[REQUIREMENTS]: Print the whole walkthrough of the audio recording code below, word for word and with every line of code kept.
[begin SELECTED TEXT]
Those are the necessary libraries for the program. I2S.h allows for audio input, FS.h provides file system handling capabilities, SD.h enables the program to interact with an SD card, and SPI.h handles the SPI communication with the SD card.

#define RECORD_TIME   10  
#define SAMPLE_RATE 16000U
#define SAMPLE_BITS 16
#define WAV_HEADER_SIZE 44
#define VOLUME_GAIN 2

Here, various constants are defined for the program.

  • RECORD_TIME specifies the length of the audio recording in seconds.
  • SAMPLE_RATE and SAMPLE_BITS define the audio quality of the recording.
  • WAV_HEADER_SIZE specifies the size of the .wav file header.
  • VOLUME_GAIN is used to increase the volume of the recording.
int fileNumber = 1;
String baseFileName;
bool isRecording = false;

These variables keep track of the current file number (to create unique file names), the base file name, and whether the system is currently recording.

void setup() {
  Serial.begin(115200);
  while (!Serial);
  
  I2S.setAllPins(-1, 42, 41, -1, -1);
  if (!I2S.begin(PDM_MONO_MODE, SAMPLE_RATE, SAMPLE_BITS)) {
    Serial.println("Failed to initialize I2S!");
    while (1);
  }
  
  if(!SD.begin(21)){
    Serial.println("Failed to mount SD Card!");
    while (1);
  }
  Serial.printf("Enter with the label name\n");
}

The setup function initializes the serial communication, I2S interface for audio input, and SD card interface. If the I2S did not initialize or the SD card fails to mount, it will print an error message and halt execution.
[end SELECTED TEXT]
[begin STORED DATA]
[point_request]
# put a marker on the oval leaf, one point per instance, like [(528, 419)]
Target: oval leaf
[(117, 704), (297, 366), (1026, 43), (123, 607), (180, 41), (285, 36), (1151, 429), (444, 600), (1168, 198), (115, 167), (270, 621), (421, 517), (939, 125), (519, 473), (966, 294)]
[end STORED DATA]
[FULL ANSWER]:
Those are the necessary libraries for the program. I2S.h allows for audio input, FS.h provides file system handling capabilities, SD.h enables the program to interact with an SD card, and SPI.h handles the SPI communication with the SD card.

#define RECORD_TIME   10  
#define SAMPLE_RATE 16000U
#define SAMPLE_BITS 16
#define WAV_HEADER_SIZE 44
#define VOLUME_GAIN 2

Here, various constants are defined for the program.

  • RECORD_TIME specifies the length of the audio recording in seconds.
  • SAMPLE_RATE and SAMPLE_BITS define the audio quality of the recording.
  • WAV_HEADER_SIZE specifies the size of the .wav file header.
  • VOLUME_GAIN is used to increase the volume of the recording.
int fileNumber = 1;
String baseFileName;
bool isRecording = false;

These variables keep track of the current file number (to create unique file names), the base file name, and whether the system is currently recording.

void setup() {
  Serial.begin(115200);
  while (!Serial);
  
  I2S.setAllPins(-1, 42, 41, -1, -1);
  if (!I2S.begin(PDM_MONO_MODE, SAMPLE_RATE, SAMPLE_BITS)) {
    Serial.println("Failed to initialize I2S!");
    while (1);
  }
  
  if(!SD.begin(21)){
    Serial.println("Failed to mount SD Card!");
    while (1);
  }
  Serial.printf("Enter with the label name\n");
}

The setup function initializes the serial communication, I2S interface for audio input, and SD card interface. If the I2S did not initialize or the SD card fails to mount, it will print an error message and halt execution.